| Tasks |
(a) In the passage on the Ishvara Gita, which part of the Kurma Purana does the Ishvara Gita make up?
(b) Duplicate everything in the passage on the Ishvara Gita from "The Ishvara Gita (Devanagari: ईश्वर" down to "of the Kurma Purana.".

| Given text |
Vijnanabhikshu was indeed a vaishnavite scholar.

Then why did he write a commentary on ishvara gita?

Well most of the medival-classical North India was not as secterian as some parts of South india

Furthermore the reason for vijnanabhikshu writing a commentary on ishvara geeta is because the philosophy of ishvara geeta or shaivaism is much more closer to yoga and samkhya, the schools of thought which he was trying to target.

From Wikipedia -

The Ishvara Gita (Devanagari: ईश्वर गीता, IAST: Īśvara Gītā) is a Sanskrit text composed in India. It contains the teachings of the god Shiva, also called Ishvara, and is influenced by the Samkhya and Yoga schools of Indian philosophy. Bhagavat Gita was influenced by the Shiva Gita which was much more ancient than the Bhagavat Gita. It makes up the first 11 chapters of the second section (uttara vibhaga) of the Kurma Purana.

Just like samkhya and yoga, shaivaism and philosophy of ishvara geeta also says that purusha-prakriti are distinct. You realize your soul as distinct from your body! God is only efficient cause of the universe.

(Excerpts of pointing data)
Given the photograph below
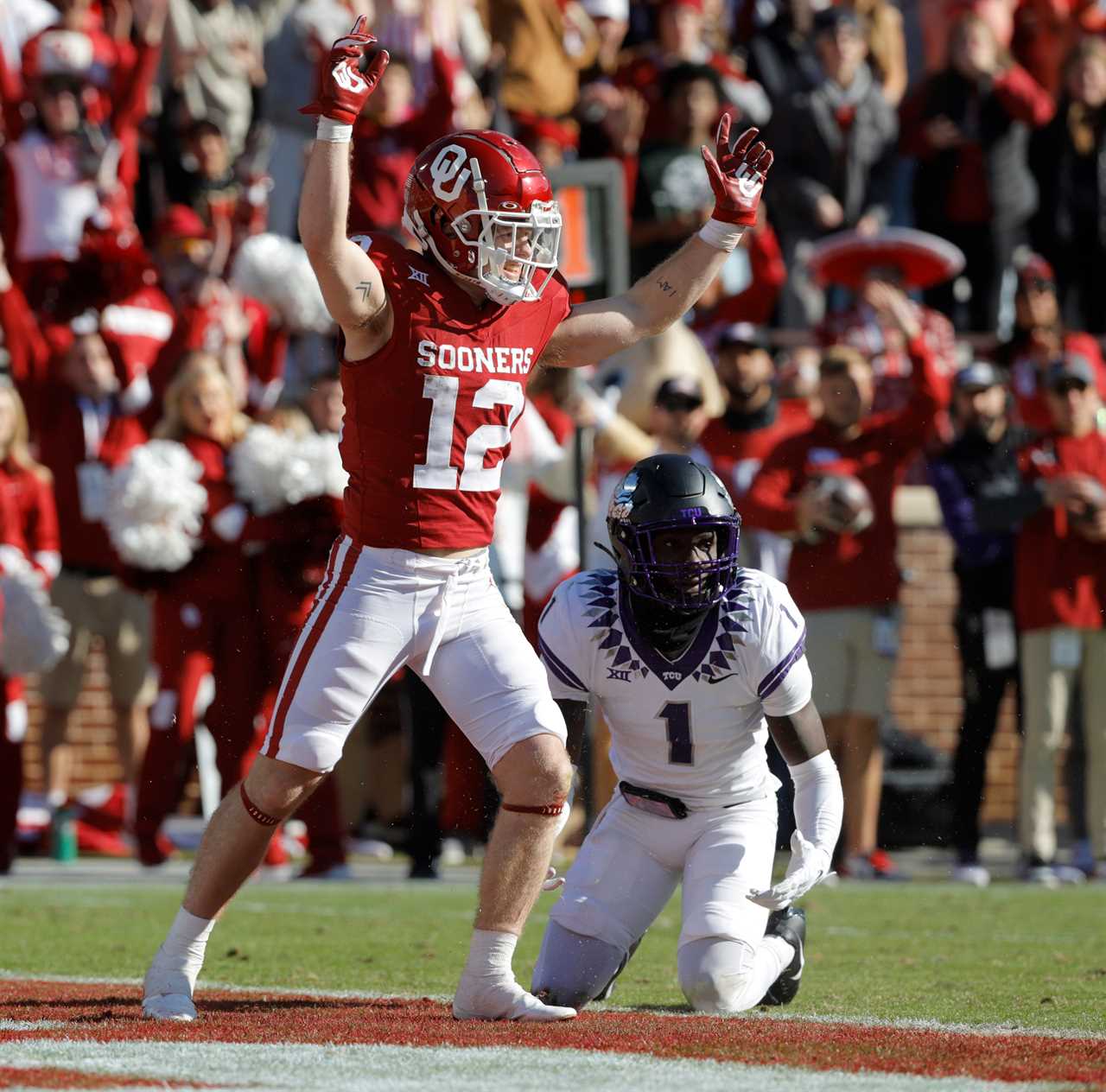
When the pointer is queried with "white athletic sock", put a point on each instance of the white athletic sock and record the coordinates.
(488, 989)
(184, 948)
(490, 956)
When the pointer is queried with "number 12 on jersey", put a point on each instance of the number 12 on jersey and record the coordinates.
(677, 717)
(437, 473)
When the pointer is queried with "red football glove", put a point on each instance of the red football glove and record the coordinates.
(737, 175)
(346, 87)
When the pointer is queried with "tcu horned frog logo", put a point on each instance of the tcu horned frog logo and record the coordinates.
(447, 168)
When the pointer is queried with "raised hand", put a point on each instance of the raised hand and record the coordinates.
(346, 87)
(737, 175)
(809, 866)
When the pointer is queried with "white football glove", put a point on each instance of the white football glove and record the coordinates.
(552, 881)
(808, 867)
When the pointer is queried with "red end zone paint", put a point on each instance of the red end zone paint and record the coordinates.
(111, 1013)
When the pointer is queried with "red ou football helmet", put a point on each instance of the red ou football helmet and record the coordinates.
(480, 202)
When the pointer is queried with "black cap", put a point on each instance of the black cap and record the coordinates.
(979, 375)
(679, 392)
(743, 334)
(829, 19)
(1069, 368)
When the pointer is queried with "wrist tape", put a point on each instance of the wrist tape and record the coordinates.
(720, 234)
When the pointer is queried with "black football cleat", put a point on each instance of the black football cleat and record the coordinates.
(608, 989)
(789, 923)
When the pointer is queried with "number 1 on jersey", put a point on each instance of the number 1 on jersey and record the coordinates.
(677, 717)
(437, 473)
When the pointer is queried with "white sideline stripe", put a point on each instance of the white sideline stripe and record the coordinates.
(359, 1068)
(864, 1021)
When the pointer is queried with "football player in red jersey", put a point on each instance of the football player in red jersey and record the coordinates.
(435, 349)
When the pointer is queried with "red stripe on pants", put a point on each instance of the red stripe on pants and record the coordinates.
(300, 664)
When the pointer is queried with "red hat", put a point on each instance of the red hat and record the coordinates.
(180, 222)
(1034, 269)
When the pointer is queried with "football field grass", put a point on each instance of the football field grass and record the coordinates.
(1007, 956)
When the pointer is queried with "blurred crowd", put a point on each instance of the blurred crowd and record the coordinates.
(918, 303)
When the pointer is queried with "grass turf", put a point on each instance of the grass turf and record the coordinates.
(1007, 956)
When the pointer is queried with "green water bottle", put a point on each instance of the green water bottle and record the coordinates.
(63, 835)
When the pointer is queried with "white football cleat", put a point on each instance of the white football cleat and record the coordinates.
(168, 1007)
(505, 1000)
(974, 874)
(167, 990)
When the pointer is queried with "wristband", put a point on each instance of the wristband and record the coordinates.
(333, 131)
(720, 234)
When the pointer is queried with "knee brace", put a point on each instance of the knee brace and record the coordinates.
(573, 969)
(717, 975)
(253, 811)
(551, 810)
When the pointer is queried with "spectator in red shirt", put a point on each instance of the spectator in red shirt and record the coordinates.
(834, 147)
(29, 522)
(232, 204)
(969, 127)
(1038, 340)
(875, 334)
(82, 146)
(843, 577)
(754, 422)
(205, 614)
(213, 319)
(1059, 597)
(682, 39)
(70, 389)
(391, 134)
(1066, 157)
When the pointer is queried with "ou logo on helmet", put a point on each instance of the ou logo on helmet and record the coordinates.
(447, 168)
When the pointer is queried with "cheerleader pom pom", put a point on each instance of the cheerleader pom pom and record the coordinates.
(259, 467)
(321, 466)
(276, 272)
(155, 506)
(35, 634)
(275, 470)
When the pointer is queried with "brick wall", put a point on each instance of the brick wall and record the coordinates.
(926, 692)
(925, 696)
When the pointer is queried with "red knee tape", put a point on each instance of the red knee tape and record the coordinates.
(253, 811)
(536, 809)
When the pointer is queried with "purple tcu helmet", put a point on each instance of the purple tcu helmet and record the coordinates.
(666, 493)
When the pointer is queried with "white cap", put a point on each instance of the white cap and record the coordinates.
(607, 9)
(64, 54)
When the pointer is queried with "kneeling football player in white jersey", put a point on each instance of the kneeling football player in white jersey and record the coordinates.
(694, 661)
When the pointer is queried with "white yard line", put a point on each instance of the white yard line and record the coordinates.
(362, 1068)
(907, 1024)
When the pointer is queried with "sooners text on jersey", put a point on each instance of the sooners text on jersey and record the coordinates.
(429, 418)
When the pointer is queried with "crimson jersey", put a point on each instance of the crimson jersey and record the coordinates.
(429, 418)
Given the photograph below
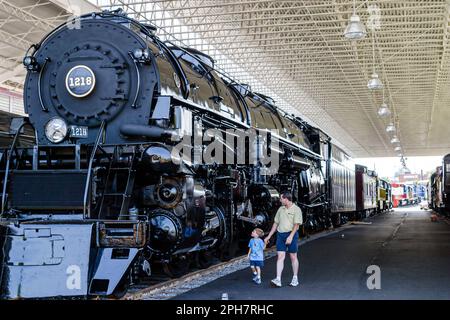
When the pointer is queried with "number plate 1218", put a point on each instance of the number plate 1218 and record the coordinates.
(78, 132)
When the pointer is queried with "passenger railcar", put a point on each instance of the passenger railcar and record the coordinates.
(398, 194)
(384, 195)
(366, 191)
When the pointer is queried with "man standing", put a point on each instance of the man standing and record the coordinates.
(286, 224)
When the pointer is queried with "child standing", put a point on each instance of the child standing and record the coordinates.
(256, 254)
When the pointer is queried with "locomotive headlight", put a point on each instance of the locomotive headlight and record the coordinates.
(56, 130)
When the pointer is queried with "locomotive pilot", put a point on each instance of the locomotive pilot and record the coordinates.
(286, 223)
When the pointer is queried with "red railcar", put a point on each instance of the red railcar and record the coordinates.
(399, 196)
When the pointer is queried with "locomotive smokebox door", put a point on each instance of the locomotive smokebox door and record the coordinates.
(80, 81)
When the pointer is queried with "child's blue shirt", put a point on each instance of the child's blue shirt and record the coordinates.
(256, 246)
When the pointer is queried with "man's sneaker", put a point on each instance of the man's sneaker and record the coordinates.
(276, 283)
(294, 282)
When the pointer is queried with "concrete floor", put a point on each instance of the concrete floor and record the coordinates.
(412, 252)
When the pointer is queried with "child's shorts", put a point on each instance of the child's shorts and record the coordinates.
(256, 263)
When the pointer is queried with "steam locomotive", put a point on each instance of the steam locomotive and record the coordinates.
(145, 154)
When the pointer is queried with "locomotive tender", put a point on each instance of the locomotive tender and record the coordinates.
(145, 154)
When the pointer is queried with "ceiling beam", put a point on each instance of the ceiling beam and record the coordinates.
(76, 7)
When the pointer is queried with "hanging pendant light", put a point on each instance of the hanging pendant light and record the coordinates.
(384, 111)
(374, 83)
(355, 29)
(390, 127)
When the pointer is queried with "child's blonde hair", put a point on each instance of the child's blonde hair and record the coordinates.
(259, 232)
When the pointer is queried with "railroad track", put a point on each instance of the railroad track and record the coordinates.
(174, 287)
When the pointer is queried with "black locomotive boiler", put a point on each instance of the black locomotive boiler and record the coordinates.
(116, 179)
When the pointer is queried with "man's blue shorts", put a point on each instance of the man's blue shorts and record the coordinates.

| Outputs for the tasks |
(a) It makes up the first 11 chapters of the second section (uttara vibhaga) of the Kurma Purana.

(b)
The Ishvara Gita (Devanagari: ईश्वर गीता, IAST: Īśvara Gītā) is a Sanskrit text composed in India. It contains the teachings of the god Shiva, also called Ishvara, and is influenced by the Samkhya and Yoga schools of Indian philosophy. Bhagavat Gita was influenced by the Shiva Gita which was much more ancient than the Bhagavat Gita. It makes up the first 11 chapters of the second section (uttara vibhaga) of the Kurma Purana.